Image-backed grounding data
········
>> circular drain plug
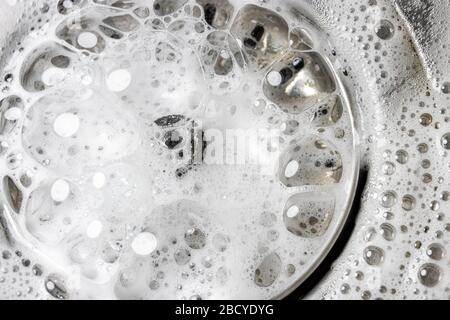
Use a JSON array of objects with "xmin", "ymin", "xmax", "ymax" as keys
[{"xmin": 0, "ymin": 0, "xmax": 359, "ymax": 299}]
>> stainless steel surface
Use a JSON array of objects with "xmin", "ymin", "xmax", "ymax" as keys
[{"xmin": 0, "ymin": 0, "xmax": 449, "ymax": 300}]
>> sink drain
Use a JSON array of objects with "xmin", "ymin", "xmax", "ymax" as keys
[{"xmin": 0, "ymin": 0, "xmax": 360, "ymax": 299}]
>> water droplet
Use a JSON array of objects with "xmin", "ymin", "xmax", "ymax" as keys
[
  {"xmin": 395, "ymin": 150, "xmax": 409, "ymax": 164},
  {"xmin": 363, "ymin": 246, "xmax": 384, "ymax": 266},
  {"xmin": 380, "ymin": 191, "xmax": 397, "ymax": 208},
  {"xmin": 441, "ymin": 133, "xmax": 450, "ymax": 150},
  {"xmin": 419, "ymin": 113, "xmax": 433, "ymax": 126},
  {"xmin": 426, "ymin": 244, "xmax": 446, "ymax": 261},
  {"xmin": 441, "ymin": 82, "xmax": 450, "ymax": 94},
  {"xmin": 401, "ymin": 194, "xmax": 416, "ymax": 211},
  {"xmin": 380, "ymin": 223, "xmax": 396, "ymax": 241},
  {"xmin": 418, "ymin": 263, "xmax": 441, "ymax": 288}
]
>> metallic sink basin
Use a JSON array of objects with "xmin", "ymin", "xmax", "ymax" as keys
[{"xmin": 0, "ymin": 0, "xmax": 448, "ymax": 300}]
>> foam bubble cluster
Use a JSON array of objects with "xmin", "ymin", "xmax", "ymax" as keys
[{"xmin": 0, "ymin": 0, "xmax": 358, "ymax": 300}]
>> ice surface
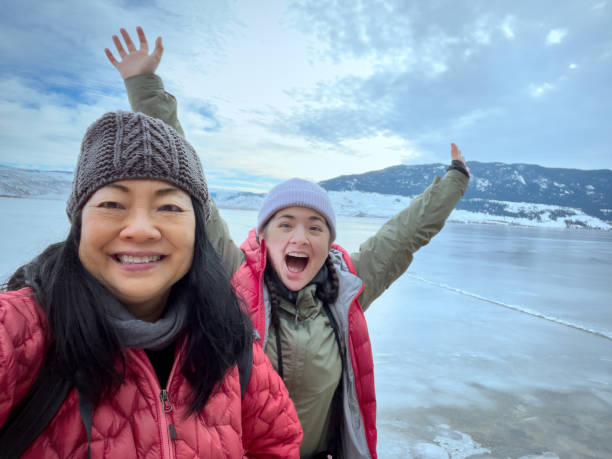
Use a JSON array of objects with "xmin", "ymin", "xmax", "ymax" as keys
[{"xmin": 1, "ymin": 199, "xmax": 611, "ymax": 457}]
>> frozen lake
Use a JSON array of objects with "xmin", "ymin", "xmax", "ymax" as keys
[{"xmin": 1, "ymin": 196, "xmax": 611, "ymax": 458}]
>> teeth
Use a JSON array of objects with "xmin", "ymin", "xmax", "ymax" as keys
[
  {"xmin": 287, "ymin": 252, "xmax": 308, "ymax": 258},
  {"xmin": 117, "ymin": 255, "xmax": 162, "ymax": 264}
]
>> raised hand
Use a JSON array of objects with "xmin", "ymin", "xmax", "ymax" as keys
[
  {"xmin": 105, "ymin": 26, "xmax": 163, "ymax": 80},
  {"xmin": 451, "ymin": 142, "xmax": 469, "ymax": 172}
]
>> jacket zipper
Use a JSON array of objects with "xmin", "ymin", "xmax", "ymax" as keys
[
  {"xmin": 131, "ymin": 350, "xmax": 178, "ymax": 459},
  {"xmin": 160, "ymin": 389, "xmax": 178, "ymax": 440},
  {"xmin": 161, "ymin": 352, "xmax": 180, "ymax": 459}
]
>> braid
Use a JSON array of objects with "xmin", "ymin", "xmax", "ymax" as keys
[
  {"xmin": 265, "ymin": 274, "xmax": 284, "ymax": 379},
  {"xmin": 317, "ymin": 255, "xmax": 340, "ymax": 305}
]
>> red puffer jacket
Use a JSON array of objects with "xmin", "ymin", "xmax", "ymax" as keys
[{"xmin": 0, "ymin": 288, "xmax": 302, "ymax": 458}]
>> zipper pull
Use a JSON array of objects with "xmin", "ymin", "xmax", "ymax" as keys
[
  {"xmin": 168, "ymin": 423, "xmax": 178, "ymax": 441},
  {"xmin": 160, "ymin": 389, "xmax": 173, "ymax": 413},
  {"xmin": 160, "ymin": 389, "xmax": 178, "ymax": 441},
  {"xmin": 294, "ymin": 308, "xmax": 299, "ymax": 329}
]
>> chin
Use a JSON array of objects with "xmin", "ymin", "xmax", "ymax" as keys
[{"xmin": 281, "ymin": 276, "xmax": 308, "ymax": 292}]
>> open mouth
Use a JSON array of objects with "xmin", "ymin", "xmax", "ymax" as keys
[
  {"xmin": 285, "ymin": 252, "xmax": 309, "ymax": 273},
  {"xmin": 114, "ymin": 254, "xmax": 165, "ymax": 264}
]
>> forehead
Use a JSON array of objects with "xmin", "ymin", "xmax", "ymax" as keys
[{"xmin": 272, "ymin": 206, "xmax": 326, "ymax": 221}]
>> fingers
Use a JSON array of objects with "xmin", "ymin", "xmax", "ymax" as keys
[
  {"xmin": 152, "ymin": 36, "xmax": 164, "ymax": 62},
  {"xmin": 120, "ymin": 28, "xmax": 137, "ymax": 53},
  {"xmin": 451, "ymin": 142, "xmax": 467, "ymax": 165},
  {"xmin": 136, "ymin": 26, "xmax": 149, "ymax": 52},
  {"xmin": 451, "ymin": 142, "xmax": 459, "ymax": 159},
  {"xmin": 112, "ymin": 34, "xmax": 127, "ymax": 58},
  {"xmin": 104, "ymin": 48, "xmax": 120, "ymax": 68}
]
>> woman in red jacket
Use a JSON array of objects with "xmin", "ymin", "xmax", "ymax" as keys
[{"xmin": 0, "ymin": 111, "xmax": 301, "ymax": 458}]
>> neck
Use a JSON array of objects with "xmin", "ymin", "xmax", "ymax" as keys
[
  {"xmin": 266, "ymin": 264, "xmax": 328, "ymax": 304},
  {"xmin": 123, "ymin": 291, "xmax": 169, "ymax": 322}
]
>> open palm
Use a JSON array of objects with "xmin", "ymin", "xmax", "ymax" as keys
[{"xmin": 105, "ymin": 26, "xmax": 163, "ymax": 80}]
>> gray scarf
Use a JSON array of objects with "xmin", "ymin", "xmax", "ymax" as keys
[{"xmin": 104, "ymin": 296, "xmax": 188, "ymax": 351}]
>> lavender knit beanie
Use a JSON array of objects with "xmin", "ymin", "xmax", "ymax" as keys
[
  {"xmin": 257, "ymin": 178, "xmax": 336, "ymax": 242},
  {"xmin": 66, "ymin": 111, "xmax": 210, "ymax": 222}
]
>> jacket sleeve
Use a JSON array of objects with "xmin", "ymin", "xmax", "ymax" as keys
[
  {"xmin": 124, "ymin": 73, "xmax": 185, "ymax": 136},
  {"xmin": 0, "ymin": 289, "xmax": 47, "ymax": 426},
  {"xmin": 124, "ymin": 73, "xmax": 245, "ymax": 276},
  {"xmin": 241, "ymin": 344, "xmax": 302, "ymax": 458},
  {"xmin": 206, "ymin": 200, "xmax": 247, "ymax": 276},
  {"xmin": 352, "ymin": 169, "xmax": 469, "ymax": 311}
]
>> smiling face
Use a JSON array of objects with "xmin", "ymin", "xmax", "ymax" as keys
········
## [Problem description]
Look through the entries above and list every line containing "jacket".

## [Reply to the task]
>> jacket zipper
>> red puffer jacket
>> woman in red jacket
>> jacket sleeve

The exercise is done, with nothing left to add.